═══ Passage
Five years. Some times that feels like five seconds. Sometimes five lifetimes.
It’s undergrad. A novel. An apprenticeship. A marriage. A thesis. A prognosis. A job. A career. A lifetime.
Normally, I wait and write about my trips to see Aloysius after they happen. I suppose I’m a little superstitious and prefer to not jinx anything. But today, this visit…it’s different. Today I find out if I’m cured. As in “cancer free.” As in “no evidence of disease.” As in “have a nice [long] life because we don’t ever expect to see you ’round here again, lady.”
Five years. That’s how long I’ve been in remission. Five years.
I vividly remember during my treatment, shortly after my grandfather had been diagnosed with prostate cancer, telling my dad that one didn’t undergo the hell of chemo for another five years of life. That no way was it worth it. That I was doing it with the hope of at least another thirty years – and not a day less.
I said that same line to anyone that asked after completing treatment and going into remission. I said that same line to my shrink. I’ve said it so many times I’ve lost track, honestly. And I believed it passionately each and every time I said it.
Most of these five years, I’ve been terrified. Terrified the cancer would come back. Terrified the after effects of the chemo would complicate my pregnancy. Terrified I’d be a horrible mother. Terrified the pregnancy hormones would lead to a new cancer. Terrified that I’d make some tragic mistake and hurt Paul some way. Then there was the busted ankle, the colic, the shingles, then…oh you get the point. There was a lot of adrenaline, k?
At some point, I hit some sort of sleep-deprived stride and lost track of anything that wasn’t geared towards getting the kid to eat or sleep. But about a month ago, my friend Gwen came to visit. I was sick and hadn’t showered in at least three days. She called a few days later and said, “I keep meaning to tell you, you look good – better than you have in a long, long time. I’m talking like before-you-quit-your-job long time.” I laughed and called her a smart ass. She said, “I’m serious. I don’t know what it is.”
But I think I do – five years.
══════
═══ Data supplied
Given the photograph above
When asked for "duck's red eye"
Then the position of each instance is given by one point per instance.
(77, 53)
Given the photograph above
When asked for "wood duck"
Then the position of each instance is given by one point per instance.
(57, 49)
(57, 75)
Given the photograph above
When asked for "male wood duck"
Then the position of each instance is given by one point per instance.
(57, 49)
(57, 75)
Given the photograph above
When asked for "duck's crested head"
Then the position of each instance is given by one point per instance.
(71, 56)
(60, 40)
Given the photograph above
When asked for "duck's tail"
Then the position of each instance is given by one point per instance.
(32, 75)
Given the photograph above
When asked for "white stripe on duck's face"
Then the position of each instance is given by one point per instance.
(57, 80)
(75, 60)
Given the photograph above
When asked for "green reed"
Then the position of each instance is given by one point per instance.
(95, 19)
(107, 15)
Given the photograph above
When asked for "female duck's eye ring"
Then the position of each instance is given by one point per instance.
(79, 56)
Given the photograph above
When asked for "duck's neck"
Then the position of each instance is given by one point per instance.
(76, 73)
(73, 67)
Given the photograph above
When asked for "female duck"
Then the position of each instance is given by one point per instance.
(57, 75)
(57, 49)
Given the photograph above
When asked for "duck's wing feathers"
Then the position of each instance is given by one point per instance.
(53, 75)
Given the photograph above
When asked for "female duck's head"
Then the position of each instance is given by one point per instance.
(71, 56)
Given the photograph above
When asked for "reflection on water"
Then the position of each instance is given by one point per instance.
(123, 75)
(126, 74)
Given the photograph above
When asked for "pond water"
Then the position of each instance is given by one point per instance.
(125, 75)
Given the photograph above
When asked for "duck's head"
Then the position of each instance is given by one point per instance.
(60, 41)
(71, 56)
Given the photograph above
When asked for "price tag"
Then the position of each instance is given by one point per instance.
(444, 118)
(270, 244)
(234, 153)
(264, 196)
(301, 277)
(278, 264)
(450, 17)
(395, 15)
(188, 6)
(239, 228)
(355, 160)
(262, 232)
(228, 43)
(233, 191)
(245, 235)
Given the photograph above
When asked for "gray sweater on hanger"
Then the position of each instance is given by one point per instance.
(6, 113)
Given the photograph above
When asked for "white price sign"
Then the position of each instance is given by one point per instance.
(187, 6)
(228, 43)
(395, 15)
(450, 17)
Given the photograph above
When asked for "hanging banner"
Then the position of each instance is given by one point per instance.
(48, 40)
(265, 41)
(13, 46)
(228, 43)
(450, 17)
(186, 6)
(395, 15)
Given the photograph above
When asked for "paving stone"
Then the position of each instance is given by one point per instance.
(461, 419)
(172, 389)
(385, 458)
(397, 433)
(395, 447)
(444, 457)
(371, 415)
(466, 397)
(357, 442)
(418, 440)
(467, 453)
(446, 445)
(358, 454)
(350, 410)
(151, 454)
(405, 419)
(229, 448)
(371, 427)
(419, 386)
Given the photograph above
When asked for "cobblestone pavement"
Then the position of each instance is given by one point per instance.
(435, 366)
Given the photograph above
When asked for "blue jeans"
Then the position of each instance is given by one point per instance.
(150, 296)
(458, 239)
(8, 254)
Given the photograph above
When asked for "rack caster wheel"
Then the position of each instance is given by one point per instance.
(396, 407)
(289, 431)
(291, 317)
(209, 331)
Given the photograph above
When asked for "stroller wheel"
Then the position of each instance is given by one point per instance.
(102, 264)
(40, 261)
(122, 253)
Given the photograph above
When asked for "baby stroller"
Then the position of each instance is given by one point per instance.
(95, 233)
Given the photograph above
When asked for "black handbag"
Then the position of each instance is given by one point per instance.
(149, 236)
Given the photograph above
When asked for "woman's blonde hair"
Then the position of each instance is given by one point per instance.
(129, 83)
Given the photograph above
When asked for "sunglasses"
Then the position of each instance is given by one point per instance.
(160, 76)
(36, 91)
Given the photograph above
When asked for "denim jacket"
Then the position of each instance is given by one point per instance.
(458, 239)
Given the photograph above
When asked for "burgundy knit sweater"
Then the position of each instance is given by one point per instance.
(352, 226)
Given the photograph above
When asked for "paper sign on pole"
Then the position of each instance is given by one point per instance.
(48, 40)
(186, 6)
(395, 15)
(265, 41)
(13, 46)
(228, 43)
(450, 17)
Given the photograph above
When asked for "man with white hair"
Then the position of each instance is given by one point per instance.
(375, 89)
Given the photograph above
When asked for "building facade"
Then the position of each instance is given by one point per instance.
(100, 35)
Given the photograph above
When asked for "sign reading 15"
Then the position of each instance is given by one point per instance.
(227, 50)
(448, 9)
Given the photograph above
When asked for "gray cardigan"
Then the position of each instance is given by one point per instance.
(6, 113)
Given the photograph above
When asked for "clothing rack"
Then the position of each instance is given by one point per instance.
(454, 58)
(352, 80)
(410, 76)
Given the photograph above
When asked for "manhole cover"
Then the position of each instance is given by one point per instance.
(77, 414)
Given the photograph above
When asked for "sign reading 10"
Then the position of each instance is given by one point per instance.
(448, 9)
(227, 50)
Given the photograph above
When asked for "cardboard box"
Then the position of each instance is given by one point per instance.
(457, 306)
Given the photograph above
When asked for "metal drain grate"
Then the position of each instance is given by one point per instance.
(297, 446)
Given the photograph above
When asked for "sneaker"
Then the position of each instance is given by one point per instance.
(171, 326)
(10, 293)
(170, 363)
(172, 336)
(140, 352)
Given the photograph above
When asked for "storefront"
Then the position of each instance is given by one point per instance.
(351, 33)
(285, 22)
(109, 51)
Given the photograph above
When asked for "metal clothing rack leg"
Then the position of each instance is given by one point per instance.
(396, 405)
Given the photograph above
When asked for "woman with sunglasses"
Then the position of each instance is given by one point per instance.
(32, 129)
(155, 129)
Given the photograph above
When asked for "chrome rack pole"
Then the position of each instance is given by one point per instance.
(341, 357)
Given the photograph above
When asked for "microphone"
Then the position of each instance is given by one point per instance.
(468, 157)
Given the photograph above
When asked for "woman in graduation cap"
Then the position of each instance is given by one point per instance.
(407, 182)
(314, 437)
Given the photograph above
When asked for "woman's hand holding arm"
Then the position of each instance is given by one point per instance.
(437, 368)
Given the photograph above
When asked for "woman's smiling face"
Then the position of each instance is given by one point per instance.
══════
Work item A:
Please repeat the remission essay word for word, from "It’s undergrad. A" up to and including "a day less.".
Work item B:
Write the next part of the remission essay, starting right after its final sentence.

Final answer A:
It’s undergrad. A novel. An apprenticeship. A marriage. A thesis. A prognosis. A job. A career. A lifetime.
Normally, I wait and write about my trips to see Aloysius after they happen. I suppose I’m a little superstitious and prefer to not jinx anything. But today, this visit…it’s different. Today I find out if I’m cured. As in “cancer free.” As in “no evidence of disease.” As in “have a nice [long] life because we don’t ever expect to see you ’round here again, lady.”
Five years. That’s how long I’ve been in remission. Five years.
I vividly remember during my treatment, shortly after my grandfather had been diagnosed with prostate cancer, telling my dad that one didn’t undergo the hell of chemo for another five years of life. That no way was it worth it. That I was doing it with the hope of at least another thirty years – and not a day less.

Final answer B:
I remembered my biannual appointment was approaching, annoyed by it’s proximity to Christmas and an already busy time. Then I remembered this would be my last of these appointments. And the timing seemed…appropriate.
I started thinking about what’s happened in these five years – what I might not have done, been, witnessed. I wrote a book.* I fell in love with the ukulele. I read my brother’s first novel. I learned a new language. I saw Neil Patrick Harris perform live. One of my pieces was performed on a New York City stage. I became a minister. I married my brother (no, we aren’t that Southern – read the previous sentence). I read my first Neil Gaiman book. I gave my parents their first grandkid. I grew a crop of purple carrots in my very own garden. I made at least 475 inappropriate vagina jokes. I painted my first house. I celebrated my father’s retirement. I made my husband a father 1.75 times. I helped an old friend through death. I gave someone life. I…healed.
And I think that’s what Gwen saw that visit, what I’m finally starting to realize myself. For the first time in five years, I’m not completely petrified. Sure, this pregnancy sucks. It’s annoying and uncomfortable, but it’s not core-rattling frightening like the last one. Paul is still alive. As a result, I’m fairly confident I can do the same for the next kid. And instead of dread, I feel a kind of peace about seeing Aloysius today. Because, maybe for the first time since this whole thing started, I don’t think it’s coming back. And if it does? The hardest decision is already made. I know it’s worth fighting for five more years. I would do it all again.
And I will.
*Sure it hasn’t been published, but I wrote one. And on that same not-actually-succesful-note, I landed a literary agent.